**Problem description**
Which lines of the listing contain the word "mountain"? Copy each one in full.

**Listing**
-*-*-

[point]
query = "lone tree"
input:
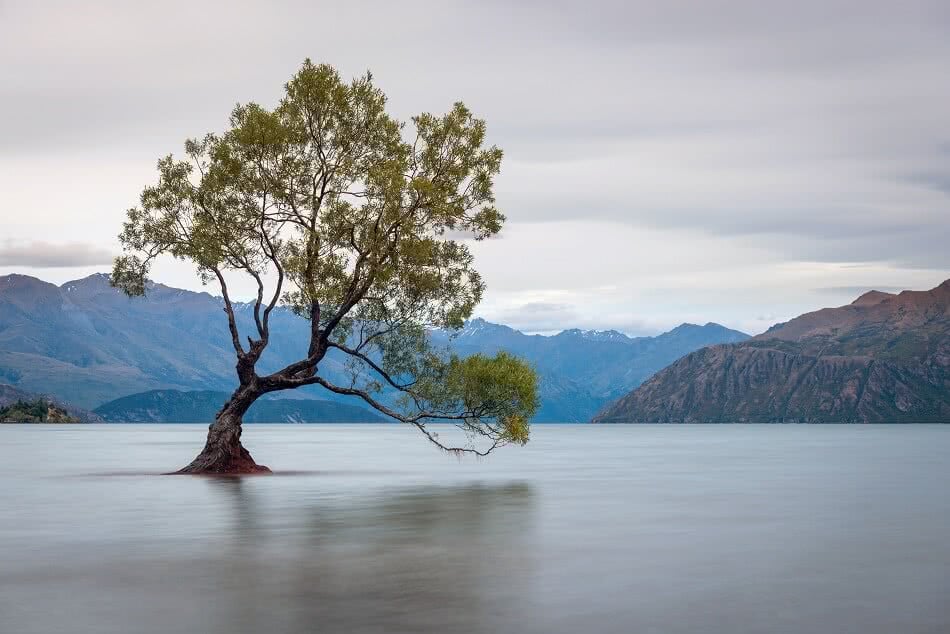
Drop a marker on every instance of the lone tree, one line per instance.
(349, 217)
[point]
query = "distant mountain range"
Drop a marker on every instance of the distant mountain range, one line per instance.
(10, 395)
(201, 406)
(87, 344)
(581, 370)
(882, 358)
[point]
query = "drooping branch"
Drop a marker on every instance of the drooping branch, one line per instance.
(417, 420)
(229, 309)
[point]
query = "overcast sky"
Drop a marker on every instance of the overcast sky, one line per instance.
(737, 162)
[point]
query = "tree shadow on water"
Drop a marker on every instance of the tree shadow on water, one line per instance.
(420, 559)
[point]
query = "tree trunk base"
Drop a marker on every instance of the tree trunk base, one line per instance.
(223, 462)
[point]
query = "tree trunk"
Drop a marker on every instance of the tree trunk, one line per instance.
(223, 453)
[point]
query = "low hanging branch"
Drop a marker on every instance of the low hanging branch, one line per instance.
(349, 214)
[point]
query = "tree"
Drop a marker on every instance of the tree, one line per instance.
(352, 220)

-*-*-

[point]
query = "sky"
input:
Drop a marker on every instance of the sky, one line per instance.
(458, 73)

-*-*-

**Response to the task**
query = "distant mountain range"
Drop a marker on every instance of the distant mountain range, one line per instance.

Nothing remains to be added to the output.